---- EXTRACTED INFORMATION

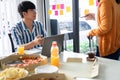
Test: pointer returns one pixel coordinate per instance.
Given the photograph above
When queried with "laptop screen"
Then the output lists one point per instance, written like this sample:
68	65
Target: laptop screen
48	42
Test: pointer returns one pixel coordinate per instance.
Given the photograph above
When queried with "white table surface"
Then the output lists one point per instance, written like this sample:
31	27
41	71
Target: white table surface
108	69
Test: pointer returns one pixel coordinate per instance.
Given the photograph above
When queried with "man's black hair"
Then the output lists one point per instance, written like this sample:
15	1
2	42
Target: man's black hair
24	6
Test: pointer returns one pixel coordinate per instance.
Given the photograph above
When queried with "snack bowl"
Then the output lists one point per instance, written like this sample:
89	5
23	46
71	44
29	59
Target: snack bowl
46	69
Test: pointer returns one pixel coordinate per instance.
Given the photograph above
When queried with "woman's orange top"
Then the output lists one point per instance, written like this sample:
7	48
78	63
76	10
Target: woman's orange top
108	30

--------
---- EXTRACTED INFORMATION

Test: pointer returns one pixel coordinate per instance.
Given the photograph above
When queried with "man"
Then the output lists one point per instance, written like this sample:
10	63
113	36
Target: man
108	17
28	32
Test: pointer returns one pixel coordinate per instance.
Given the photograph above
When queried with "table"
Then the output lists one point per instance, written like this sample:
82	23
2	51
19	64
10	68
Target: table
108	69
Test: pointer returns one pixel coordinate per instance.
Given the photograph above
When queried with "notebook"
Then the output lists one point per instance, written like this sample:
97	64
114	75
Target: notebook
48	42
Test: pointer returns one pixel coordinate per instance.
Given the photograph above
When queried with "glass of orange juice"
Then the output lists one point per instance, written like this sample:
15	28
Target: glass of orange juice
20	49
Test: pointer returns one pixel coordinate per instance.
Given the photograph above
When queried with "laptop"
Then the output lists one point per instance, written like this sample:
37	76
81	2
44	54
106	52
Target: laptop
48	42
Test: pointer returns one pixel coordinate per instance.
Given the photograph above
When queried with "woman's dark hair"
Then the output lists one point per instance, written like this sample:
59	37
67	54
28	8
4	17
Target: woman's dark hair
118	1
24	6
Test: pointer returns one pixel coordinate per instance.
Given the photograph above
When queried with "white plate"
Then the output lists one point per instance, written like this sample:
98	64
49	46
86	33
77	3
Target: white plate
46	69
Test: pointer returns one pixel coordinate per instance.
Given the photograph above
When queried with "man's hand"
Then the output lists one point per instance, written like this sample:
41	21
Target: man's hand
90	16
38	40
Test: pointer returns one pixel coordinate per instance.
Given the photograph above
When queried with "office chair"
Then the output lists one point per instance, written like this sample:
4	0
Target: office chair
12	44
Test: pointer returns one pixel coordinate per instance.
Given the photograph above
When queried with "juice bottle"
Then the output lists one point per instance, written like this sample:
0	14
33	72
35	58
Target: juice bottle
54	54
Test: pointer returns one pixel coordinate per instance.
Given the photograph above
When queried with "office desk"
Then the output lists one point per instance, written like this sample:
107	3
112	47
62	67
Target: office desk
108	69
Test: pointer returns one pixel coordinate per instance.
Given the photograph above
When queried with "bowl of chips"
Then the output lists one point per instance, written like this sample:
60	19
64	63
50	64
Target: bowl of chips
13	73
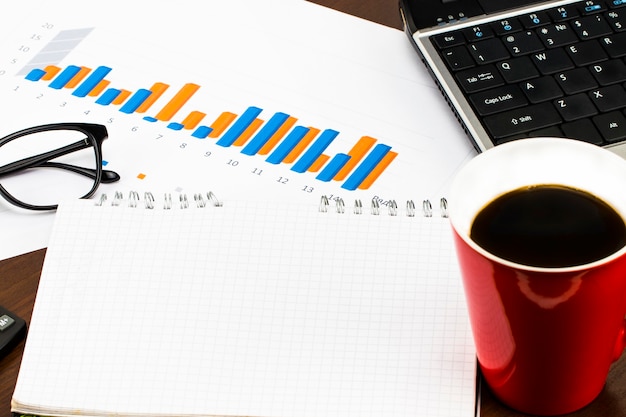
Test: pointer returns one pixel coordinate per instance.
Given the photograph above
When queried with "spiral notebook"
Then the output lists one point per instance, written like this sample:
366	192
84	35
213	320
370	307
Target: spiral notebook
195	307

--------
---- EXTRACTED INFORMATION

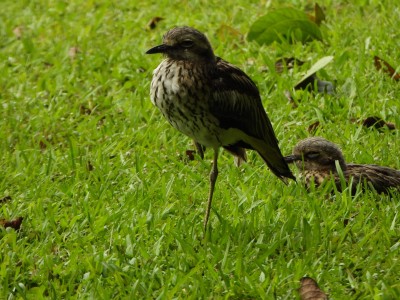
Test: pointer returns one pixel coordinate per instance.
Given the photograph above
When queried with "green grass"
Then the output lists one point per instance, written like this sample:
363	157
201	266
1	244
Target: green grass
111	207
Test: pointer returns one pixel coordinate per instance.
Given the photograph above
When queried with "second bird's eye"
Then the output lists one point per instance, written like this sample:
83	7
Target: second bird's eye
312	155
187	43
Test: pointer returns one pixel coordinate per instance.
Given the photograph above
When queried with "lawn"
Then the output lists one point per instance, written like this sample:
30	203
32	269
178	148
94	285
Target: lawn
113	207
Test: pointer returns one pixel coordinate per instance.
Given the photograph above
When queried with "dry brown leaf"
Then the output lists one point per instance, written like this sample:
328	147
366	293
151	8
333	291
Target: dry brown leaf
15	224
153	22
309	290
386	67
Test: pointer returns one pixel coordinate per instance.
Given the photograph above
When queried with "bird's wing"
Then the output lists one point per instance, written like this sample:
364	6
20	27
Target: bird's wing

--------

AIM OF THE TASK –
Return each line of the data that contains the string "wing".

ANSWER TO THIS EXERCISE –
When queried with "bird's wing"
Target: bird's wing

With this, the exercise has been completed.